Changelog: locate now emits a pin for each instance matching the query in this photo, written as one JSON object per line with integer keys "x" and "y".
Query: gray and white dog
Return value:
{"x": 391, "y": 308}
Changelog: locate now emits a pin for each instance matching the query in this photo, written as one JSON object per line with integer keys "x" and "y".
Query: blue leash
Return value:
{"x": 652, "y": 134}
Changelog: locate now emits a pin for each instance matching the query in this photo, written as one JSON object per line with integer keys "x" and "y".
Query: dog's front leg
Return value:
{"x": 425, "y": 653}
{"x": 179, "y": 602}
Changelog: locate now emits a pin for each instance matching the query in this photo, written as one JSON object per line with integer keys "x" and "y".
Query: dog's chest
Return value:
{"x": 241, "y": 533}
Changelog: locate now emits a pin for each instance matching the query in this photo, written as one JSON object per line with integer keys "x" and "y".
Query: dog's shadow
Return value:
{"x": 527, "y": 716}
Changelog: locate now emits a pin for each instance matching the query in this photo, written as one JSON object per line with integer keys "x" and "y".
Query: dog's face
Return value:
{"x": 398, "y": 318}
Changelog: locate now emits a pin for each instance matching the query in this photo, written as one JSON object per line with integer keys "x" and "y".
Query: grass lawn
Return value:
::::::
Reproduce all of the material above line for line and word for word, adding nothing and leaving nothing out.

**WORKED ANSWER**
Changelog: locate now emits a pin for each instance matching the query in this photo, written as one JSON object per line with integer keys "x" and "y".
Query: gray and white dog
Return value:
{"x": 391, "y": 308}
Changelog: locate now emits a pin for each instance matching the query in this photo, written as one JSON object per line with integer keys "x" and "y".
Query: blue leash
Return value:
{"x": 652, "y": 134}
Changelog: locate now emits a pin for each instance matching the query in this photo, written as one JSON object per line with integer keys "x" and "y".
Query: dog's front leg
Return value:
{"x": 425, "y": 653}
{"x": 179, "y": 602}
Changelog: locate now emits a pin for each instance matching the query in this photo, written as one JSON object per line with integer keys "x" and "y".
Query: dog's chest
Return value:
{"x": 241, "y": 533}
Changelog: locate now emits a pin for each instance matching the query in this photo, written as one JSON object per line with integer keys "x" and "y".
Query: dog's shadow
Return value:
{"x": 527, "y": 716}
Changelog: locate now emits a pin for each instance matching the query in this photo, written as one JSON object per line with integer keys "x" and "y".
Query: dog's face
Return value:
{"x": 398, "y": 318}
Changelog: locate now emits a pin for each instance matching the query in this photo, written as one JSON object per line with integer keys "x" and "y".
Query: grass lawn
Return value:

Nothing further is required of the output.